┌─ Data supplied

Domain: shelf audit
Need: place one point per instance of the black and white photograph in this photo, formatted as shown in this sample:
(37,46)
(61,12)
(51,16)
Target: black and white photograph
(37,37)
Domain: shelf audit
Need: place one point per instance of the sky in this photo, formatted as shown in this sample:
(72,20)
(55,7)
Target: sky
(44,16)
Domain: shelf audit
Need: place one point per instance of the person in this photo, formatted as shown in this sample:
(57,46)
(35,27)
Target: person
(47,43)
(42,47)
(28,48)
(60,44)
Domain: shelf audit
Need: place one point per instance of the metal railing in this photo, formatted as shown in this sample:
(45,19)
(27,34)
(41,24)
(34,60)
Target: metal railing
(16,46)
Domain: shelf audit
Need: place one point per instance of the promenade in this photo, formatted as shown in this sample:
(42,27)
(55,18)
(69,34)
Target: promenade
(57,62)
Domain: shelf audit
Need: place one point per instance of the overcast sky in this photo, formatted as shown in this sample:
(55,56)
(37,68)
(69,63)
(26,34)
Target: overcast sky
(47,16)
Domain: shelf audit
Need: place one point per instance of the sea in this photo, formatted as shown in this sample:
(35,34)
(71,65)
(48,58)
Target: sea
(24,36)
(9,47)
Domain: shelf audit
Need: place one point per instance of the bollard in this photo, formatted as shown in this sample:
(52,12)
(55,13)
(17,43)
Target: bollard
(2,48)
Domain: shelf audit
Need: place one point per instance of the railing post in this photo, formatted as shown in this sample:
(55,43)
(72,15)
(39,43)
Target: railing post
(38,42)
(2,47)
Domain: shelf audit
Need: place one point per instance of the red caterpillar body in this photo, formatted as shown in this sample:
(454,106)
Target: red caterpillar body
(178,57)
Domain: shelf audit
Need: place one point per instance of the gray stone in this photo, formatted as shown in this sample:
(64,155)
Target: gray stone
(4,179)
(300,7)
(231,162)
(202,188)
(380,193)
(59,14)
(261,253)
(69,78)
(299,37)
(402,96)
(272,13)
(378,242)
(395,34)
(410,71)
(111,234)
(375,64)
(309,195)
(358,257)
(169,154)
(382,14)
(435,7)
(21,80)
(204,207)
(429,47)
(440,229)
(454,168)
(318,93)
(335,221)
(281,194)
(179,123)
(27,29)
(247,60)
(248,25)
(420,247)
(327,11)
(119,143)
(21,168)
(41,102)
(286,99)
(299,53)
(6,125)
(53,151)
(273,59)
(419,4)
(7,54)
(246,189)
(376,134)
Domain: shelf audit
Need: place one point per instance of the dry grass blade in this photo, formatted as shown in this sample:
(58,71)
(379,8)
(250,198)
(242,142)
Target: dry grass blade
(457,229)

└─

**Task prompt**
Check each line of the entries for the string "Need". Copy the lines that have it.

**Solution to the exercise**
Need: place one point per instance of the black and white photograph in this photo, formatted as shown in this sample:
Need: place one point per instance of the sky in this photo, formatted as shown in this sample:
Need: place one point per instance of the person in this photo, formatted as shown in this sample:
Need: place one point per instance of the metal railing in this photo, formatted as shown in this sample:
Need: place one point per instance of the promenade in this photo, formatted as shown in this sample:
Need: place one point per instance of the overcast sky in this photo, formatted as shown in this sample:
Need: place one point per instance of the sea in this photo, formatted as shown in this sample:
Need: place one point per instance of the bollard in this photo, formatted as shown in this sample:
Need: place one point per instance of the railing post in this photo, formatted as shown in this sample:
Need: place one point per instance of the red caterpillar body in this photo, formatted as shown in this sample:
Need: place one point per instance of the gray stone in this photo, formatted as shown in this sample:
Need: place one point per instance of the dry grass blade in this photo, formatted as shown in this sample:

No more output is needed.